YOUR GOAL ▸ Please rewrite everything in the concrete stress meter summary from "[Research Conclusions]" down to "rate is 11.806%.", replacing "finite element simulation" with "numerical simulation" each time it appears.

PROVIDED TEXT ▸
* * *

[Title]
Research on a new type of concrete stress meter based on magnetic grating transducer and its simple measurement algorithm
[Journal]
“Construction and Building Materials”——Volume 494, 10 October 2025, 143488
[Research Team]
State Key Laboratory of Basin Water Cycle and Water Security, China Institute of Water Resources and Hydropower ResearchNi Tan *, Guoxing Zhang
Impact Factor: 8.0
[Abstract]
This paper proposes a new type of concrete stress meter (CSM) based on a magnetic grating sensor, which can directly measure concrete stress and verifies the accuracy of the testing precision and the accompanying algorithm. The device is designed based on Hooke’s law and achieves high-precision monitoring of concrete stress through a special structure, particularly suitable for real-time tracking of temperature stress. The research first derives the stress calculation theory from the perspective of deformation coordination and composite material mechanics; secondly, it introduces the calibration method of CSM, including the determination of device stiffness, equivalent elastic modulus, and temperature deformation compensation coefficient; subsequently, it uses the finite element method (FEM) to simulate the stress distribution of concrete under different working conditions, verifying the test results and conducting parameter sensitivity analysis to ensure algorithm accuracy; finally, it utilizes a temperature-stress testing machine (TSTM) to test the early stress, temperature stress, and tensile-compression process of two strength grades of concrete. The results show that when the elastic modulus of concrete is 21.8 GPa, the maximum difference between the stress measured by CSM and TSTM is 0.380 MPa; when the elastic modulus is 36.6 GPa, the maximum difference is 0.385 MPa; the maximum average difference of the tensile-compression loading results is 0.174 MPa. Statistical indicators show that CSM has high prediction accuracy for stress results, with a coefficient of determination R² exceeding 0.944.
[Research Conclusions]
(1)The measurement principle of the device proposed in this paper is simple, designed based on Hooke’s law, developed with high-precision magnetic grating sensors at its core, deriving the concrete stress calculation method through deformation coordination theory, and verifying the correctness of the calculation method using finite element simulation.
(2)Using finite element simulation to conduct sensitivity analysis, the effectiveness of the algorithm is verified: under external load, the maximum deviation rate between the algorithm-calculated stress and simulated stress is 3.806%; under temperature load, the maximum deviation rate is 11.806%.

* * *

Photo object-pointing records
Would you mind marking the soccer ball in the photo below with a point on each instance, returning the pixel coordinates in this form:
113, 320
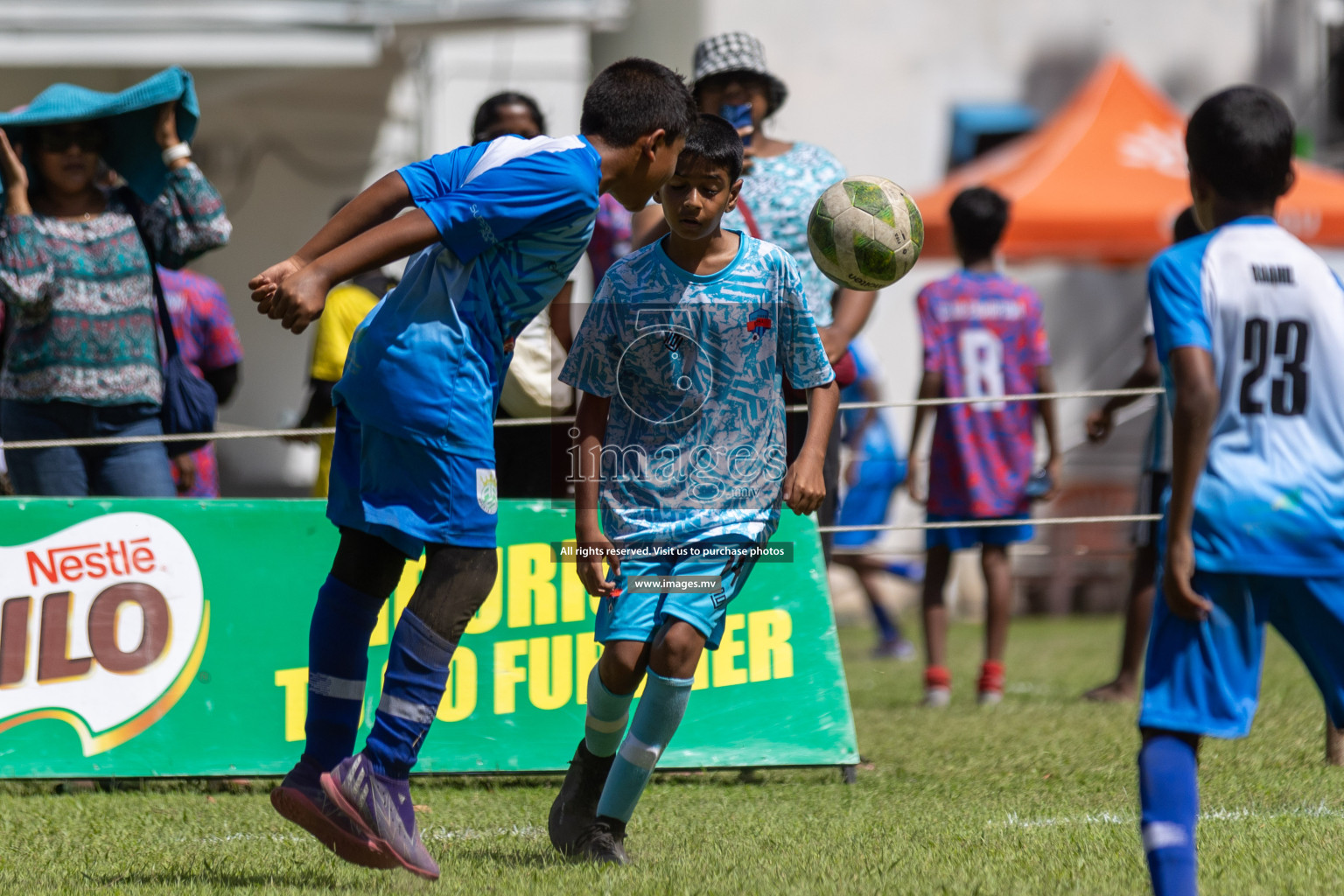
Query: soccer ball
864, 233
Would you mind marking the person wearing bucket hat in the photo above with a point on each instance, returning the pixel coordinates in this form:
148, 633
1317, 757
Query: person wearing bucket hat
77, 281
779, 188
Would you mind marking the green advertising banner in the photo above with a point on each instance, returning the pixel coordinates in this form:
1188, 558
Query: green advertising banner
160, 637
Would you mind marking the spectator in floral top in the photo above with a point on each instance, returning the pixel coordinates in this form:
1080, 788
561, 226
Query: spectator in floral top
84, 354
780, 186
208, 343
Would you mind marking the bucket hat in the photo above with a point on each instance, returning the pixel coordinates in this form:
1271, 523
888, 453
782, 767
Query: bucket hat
737, 52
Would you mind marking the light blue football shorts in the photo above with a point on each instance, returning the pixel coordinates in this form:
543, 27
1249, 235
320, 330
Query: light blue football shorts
1203, 677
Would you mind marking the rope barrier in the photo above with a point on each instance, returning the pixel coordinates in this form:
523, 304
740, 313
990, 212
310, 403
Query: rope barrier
547, 421
968, 524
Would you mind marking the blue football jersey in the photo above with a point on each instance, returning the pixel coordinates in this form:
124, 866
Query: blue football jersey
514, 216
694, 368
1270, 312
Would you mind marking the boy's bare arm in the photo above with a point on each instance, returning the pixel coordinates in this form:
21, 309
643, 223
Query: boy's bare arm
1046, 407
1193, 418
804, 484
929, 387
379, 203
298, 300
591, 422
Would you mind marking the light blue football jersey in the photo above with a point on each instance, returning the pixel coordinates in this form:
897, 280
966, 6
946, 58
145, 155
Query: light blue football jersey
1270, 312
694, 368
514, 216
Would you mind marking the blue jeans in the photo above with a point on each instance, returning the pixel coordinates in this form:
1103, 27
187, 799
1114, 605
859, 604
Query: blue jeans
116, 471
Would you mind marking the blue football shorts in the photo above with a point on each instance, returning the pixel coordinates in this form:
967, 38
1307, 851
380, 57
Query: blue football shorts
409, 494
976, 535
1203, 677
639, 615
867, 500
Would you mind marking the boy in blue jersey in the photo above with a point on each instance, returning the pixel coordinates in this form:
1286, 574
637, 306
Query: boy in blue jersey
498, 228
1249, 326
680, 429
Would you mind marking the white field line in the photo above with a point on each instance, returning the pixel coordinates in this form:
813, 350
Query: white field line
1012, 820
437, 835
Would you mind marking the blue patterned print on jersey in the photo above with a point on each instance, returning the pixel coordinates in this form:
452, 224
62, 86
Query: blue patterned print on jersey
1269, 499
514, 216
692, 364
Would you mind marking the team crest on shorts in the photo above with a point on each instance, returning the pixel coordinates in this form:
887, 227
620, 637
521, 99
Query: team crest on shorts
486, 491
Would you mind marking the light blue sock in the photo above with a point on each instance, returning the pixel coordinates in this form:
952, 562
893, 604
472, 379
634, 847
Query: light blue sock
606, 717
338, 664
1168, 793
656, 719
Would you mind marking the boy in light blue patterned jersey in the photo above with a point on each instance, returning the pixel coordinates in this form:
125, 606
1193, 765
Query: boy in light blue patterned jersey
1249, 326
680, 441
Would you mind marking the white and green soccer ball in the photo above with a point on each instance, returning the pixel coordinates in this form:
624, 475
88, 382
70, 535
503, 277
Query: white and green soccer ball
865, 233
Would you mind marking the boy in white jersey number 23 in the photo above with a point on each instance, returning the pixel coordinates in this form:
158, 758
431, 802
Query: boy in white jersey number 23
680, 444
1249, 326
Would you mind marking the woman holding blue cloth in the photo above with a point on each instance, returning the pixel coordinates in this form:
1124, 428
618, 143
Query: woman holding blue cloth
75, 277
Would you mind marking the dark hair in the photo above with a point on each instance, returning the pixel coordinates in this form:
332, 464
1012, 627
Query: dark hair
1184, 228
488, 113
634, 97
1241, 141
978, 216
714, 141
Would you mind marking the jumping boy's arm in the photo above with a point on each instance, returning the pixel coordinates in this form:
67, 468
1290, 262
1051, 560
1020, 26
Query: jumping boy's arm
1193, 419
929, 387
374, 206
1150, 373
298, 298
588, 528
804, 485
1046, 407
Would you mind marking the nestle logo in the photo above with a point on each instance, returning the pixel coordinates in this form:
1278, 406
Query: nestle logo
90, 562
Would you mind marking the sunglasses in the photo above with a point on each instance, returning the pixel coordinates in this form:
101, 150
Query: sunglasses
58, 141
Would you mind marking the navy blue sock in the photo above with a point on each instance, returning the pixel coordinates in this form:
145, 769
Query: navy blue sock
885, 625
1168, 792
654, 722
416, 673
338, 667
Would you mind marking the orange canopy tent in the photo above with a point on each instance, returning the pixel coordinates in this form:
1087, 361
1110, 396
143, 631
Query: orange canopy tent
1105, 178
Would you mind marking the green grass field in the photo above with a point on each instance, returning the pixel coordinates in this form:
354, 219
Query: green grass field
1033, 797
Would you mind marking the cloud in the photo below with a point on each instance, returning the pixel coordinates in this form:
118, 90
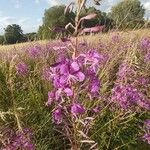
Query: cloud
17, 3
53, 2
49, 2
37, 1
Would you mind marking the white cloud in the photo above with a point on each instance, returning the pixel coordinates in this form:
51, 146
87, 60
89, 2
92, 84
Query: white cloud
53, 2
17, 3
37, 1
49, 2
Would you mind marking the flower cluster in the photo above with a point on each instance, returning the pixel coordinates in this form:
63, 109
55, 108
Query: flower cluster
34, 51
18, 140
21, 68
70, 78
145, 44
146, 136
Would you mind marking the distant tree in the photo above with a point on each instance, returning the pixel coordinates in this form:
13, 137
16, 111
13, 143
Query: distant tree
1, 39
126, 13
13, 34
54, 17
100, 19
30, 36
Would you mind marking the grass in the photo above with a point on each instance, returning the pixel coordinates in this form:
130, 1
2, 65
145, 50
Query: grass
24, 98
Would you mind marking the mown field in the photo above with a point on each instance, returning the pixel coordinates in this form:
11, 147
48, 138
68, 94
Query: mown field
101, 102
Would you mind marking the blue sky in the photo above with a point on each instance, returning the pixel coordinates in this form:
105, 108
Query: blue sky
29, 13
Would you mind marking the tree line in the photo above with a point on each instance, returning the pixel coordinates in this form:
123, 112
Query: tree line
127, 14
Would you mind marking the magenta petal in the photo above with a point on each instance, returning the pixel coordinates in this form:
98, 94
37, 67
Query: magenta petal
51, 96
68, 91
77, 109
58, 94
80, 76
57, 115
75, 66
63, 69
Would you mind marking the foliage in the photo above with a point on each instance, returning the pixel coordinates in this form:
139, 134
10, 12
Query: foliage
13, 34
128, 14
50, 22
31, 36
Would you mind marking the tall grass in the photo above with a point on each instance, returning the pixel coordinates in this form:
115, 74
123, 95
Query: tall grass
23, 97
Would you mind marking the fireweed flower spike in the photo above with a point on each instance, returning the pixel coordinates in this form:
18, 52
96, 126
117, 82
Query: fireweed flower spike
77, 109
21, 68
57, 115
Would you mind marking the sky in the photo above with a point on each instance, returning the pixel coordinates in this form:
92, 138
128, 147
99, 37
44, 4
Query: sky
28, 13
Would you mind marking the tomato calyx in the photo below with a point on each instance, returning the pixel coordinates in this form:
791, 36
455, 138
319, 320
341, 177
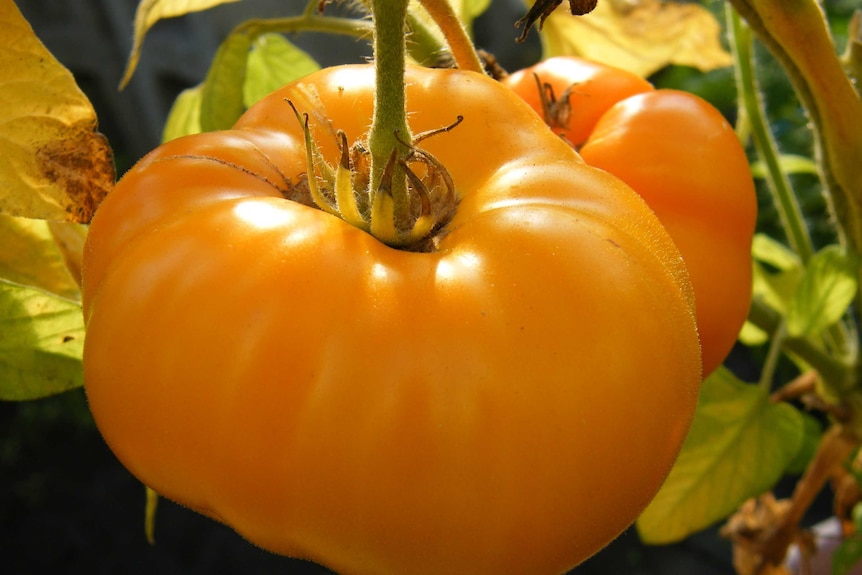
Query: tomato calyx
555, 111
414, 222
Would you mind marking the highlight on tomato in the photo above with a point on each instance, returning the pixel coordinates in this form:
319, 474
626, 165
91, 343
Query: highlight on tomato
681, 155
504, 396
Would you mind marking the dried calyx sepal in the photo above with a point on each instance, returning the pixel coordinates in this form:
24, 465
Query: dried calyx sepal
344, 189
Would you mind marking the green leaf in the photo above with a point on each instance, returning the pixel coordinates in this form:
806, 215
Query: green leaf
777, 272
151, 11
739, 445
790, 164
222, 95
826, 290
751, 335
185, 116
274, 62
41, 343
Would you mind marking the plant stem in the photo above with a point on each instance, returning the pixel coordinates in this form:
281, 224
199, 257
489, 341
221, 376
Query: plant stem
389, 127
836, 374
456, 36
751, 102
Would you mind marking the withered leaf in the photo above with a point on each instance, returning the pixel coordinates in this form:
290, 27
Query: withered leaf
54, 165
543, 8
641, 36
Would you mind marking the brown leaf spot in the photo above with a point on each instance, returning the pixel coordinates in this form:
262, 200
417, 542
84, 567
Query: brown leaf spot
83, 168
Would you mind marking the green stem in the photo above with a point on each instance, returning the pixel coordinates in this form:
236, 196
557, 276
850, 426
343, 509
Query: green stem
836, 374
307, 22
751, 102
389, 128
456, 35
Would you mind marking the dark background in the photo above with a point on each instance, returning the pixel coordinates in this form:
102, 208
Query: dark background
66, 505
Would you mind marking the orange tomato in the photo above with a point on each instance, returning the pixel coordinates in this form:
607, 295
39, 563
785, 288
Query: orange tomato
680, 154
506, 403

* * *

ANSWER FOR THIS EXERCISE ▸
[Research Conclusions]
(1)The measurement principle of the device proposed in this paper is simple, designed based on Hooke’s law, developed with high-precision magnetic grating sensors at its core, deriving the concrete stress calculation method through deformation coordination theory, and verifying the correctness of the calculation method using numerical simulation.
(2)Using numerical simulation to conduct sensitivity analysis, the effectiveness of the algorithm is verified: under external load, the maximum deviation rate between the algorithm-calculated stress and simulated stress is 3.806%; under temperature load, the maximum deviation rate is 11.806%.